##### TEXT SHOWN

A team of 19 students, two professors, and several archaeologists, historians, and other experts collaborated to try to shed some light on some of the questions surrounding the Battle of Princeton — including who died and where their bones are buried. This was the first course offered at the University in which undergraduate students were able to perform excavation work locally, Arrington said.

Art and archaeology professor Rachael DeLue, who co-taught the course with Arrington, said that while archaeological work had been done at the battlefield before, Princeton’s course was the most comprehensive excavation at the site.

“The recovered musket balls were all impacted, meaning they had hit something. They represent both British and American weapons.”

— Archaeologist Wade Catts

The group spent six afternoons excavating and used several different archaeological field methods, including ground-penetrating radar to help determine where the soil has been disturbed.

Wade Catts, the archaeologist who oversaw the course’s field work, said metal detecting is the “best way to investigate a battlefield,” and the group recovered 549 artifacts from metal detecting alone. Ten to 12 are believed to be battle-related: four musket balls; two shot, likely fired by artillery; part of a shoe buckle; and other items that were still being identified, including what may be buttons.

##########
##### DATA FOR ANALYSIS

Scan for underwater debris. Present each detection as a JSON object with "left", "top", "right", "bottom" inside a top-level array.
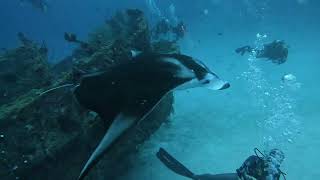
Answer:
[
  {"left": 0, "top": 9, "right": 179, "bottom": 180},
  {"left": 235, "top": 40, "right": 289, "bottom": 64},
  {"left": 152, "top": 19, "right": 186, "bottom": 41}
]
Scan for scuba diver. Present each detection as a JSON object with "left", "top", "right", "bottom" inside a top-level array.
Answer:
[
  {"left": 152, "top": 19, "right": 186, "bottom": 41},
  {"left": 235, "top": 40, "right": 288, "bottom": 64},
  {"left": 157, "top": 148, "right": 286, "bottom": 180}
]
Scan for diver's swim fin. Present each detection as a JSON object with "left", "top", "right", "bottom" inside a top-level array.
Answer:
[{"left": 157, "top": 148, "right": 194, "bottom": 179}]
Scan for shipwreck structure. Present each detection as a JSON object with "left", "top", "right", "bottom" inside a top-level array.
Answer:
[{"left": 0, "top": 9, "right": 179, "bottom": 180}]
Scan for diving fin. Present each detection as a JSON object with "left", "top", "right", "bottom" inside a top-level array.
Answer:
[{"left": 157, "top": 148, "right": 194, "bottom": 179}]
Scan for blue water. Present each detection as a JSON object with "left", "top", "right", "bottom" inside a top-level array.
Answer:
[{"left": 0, "top": 0, "right": 320, "bottom": 180}]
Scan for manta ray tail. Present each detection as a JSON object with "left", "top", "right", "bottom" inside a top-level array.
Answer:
[{"left": 78, "top": 113, "right": 136, "bottom": 180}]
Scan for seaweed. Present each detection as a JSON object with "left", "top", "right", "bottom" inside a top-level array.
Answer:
[{"left": 0, "top": 9, "right": 179, "bottom": 180}]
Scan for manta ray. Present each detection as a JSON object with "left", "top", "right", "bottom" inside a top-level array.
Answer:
[{"left": 74, "top": 53, "right": 230, "bottom": 180}]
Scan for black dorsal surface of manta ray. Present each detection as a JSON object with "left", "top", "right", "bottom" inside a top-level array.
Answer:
[{"left": 74, "top": 53, "right": 230, "bottom": 180}]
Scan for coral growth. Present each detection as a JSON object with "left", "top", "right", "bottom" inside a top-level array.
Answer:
[{"left": 0, "top": 9, "right": 179, "bottom": 180}]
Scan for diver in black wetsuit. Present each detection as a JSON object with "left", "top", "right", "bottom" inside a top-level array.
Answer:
[
  {"left": 236, "top": 40, "right": 288, "bottom": 64},
  {"left": 157, "top": 148, "right": 285, "bottom": 180}
]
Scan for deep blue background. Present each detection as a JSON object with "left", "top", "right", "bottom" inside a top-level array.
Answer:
[{"left": 0, "top": 0, "right": 320, "bottom": 62}]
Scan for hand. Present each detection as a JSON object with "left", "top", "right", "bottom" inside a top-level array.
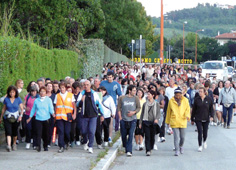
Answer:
[
  {"left": 127, "top": 111, "right": 135, "bottom": 117},
  {"left": 100, "top": 116, "right": 104, "bottom": 123},
  {"left": 26, "top": 117, "right": 31, "bottom": 124},
  {"left": 81, "top": 95, "right": 86, "bottom": 102},
  {"left": 72, "top": 114, "right": 76, "bottom": 120},
  {"left": 17, "top": 116, "right": 22, "bottom": 122}
]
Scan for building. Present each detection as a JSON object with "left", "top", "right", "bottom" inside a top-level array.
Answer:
[{"left": 215, "top": 31, "right": 236, "bottom": 45}]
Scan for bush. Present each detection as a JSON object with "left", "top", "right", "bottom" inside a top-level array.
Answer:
[{"left": 0, "top": 37, "right": 83, "bottom": 96}]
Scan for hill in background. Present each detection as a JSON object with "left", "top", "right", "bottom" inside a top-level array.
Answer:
[{"left": 152, "top": 3, "right": 236, "bottom": 38}]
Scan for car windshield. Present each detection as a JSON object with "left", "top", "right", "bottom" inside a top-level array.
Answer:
[{"left": 203, "top": 63, "right": 223, "bottom": 69}]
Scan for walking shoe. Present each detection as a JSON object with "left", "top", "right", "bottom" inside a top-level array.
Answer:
[
  {"left": 98, "top": 145, "right": 103, "bottom": 149},
  {"left": 198, "top": 146, "right": 202, "bottom": 152},
  {"left": 175, "top": 151, "right": 179, "bottom": 156},
  {"left": 6, "top": 145, "right": 11, "bottom": 152},
  {"left": 139, "top": 144, "right": 144, "bottom": 151},
  {"left": 58, "top": 147, "right": 64, "bottom": 153},
  {"left": 37, "top": 146, "right": 41, "bottom": 152},
  {"left": 203, "top": 142, "right": 207, "bottom": 149},
  {"left": 153, "top": 144, "right": 158, "bottom": 151},
  {"left": 12, "top": 144, "right": 17, "bottom": 151},
  {"left": 161, "top": 137, "right": 166, "bottom": 143},
  {"left": 25, "top": 143, "right": 30, "bottom": 150},
  {"left": 135, "top": 144, "right": 139, "bottom": 151},
  {"left": 104, "top": 142, "right": 108, "bottom": 147},
  {"left": 76, "top": 141, "right": 80, "bottom": 146},
  {"left": 126, "top": 152, "right": 132, "bottom": 157},
  {"left": 108, "top": 137, "right": 112, "bottom": 143},
  {"left": 84, "top": 143, "right": 89, "bottom": 151},
  {"left": 179, "top": 147, "right": 184, "bottom": 154},
  {"left": 88, "top": 147, "right": 93, "bottom": 153}
]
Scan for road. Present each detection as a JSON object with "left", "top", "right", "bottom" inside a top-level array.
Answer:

##########

» EXERCISES TO COMPLETE
1. According to the article on the Princeton battlefield excavation, how many artifacts did the group recover from metal detecting alone?
2. Transcribe the stretch of the article on the Princeton battlefield excavation from "Art and archaeology" through "has been disturbed.".

» ANSWERS TO EACH TASK
1. 549 artifacts.

2.
Art and archaeology professor Rachael DeLue, who co-taught the course with Arrington, said that while archaeological work had been done at the battlefield before, Princeton’s course was the most comprehensive excavation at the site.

“The recovered musket balls were all impacted, meaning they had hit something. They represent both British and American weapons.”

— Archaeologist Wade Catts

The group spent six afternoons excavating and used several different archaeological field methods, including ground-penetrating radar to help determine where the soil has been disturbed.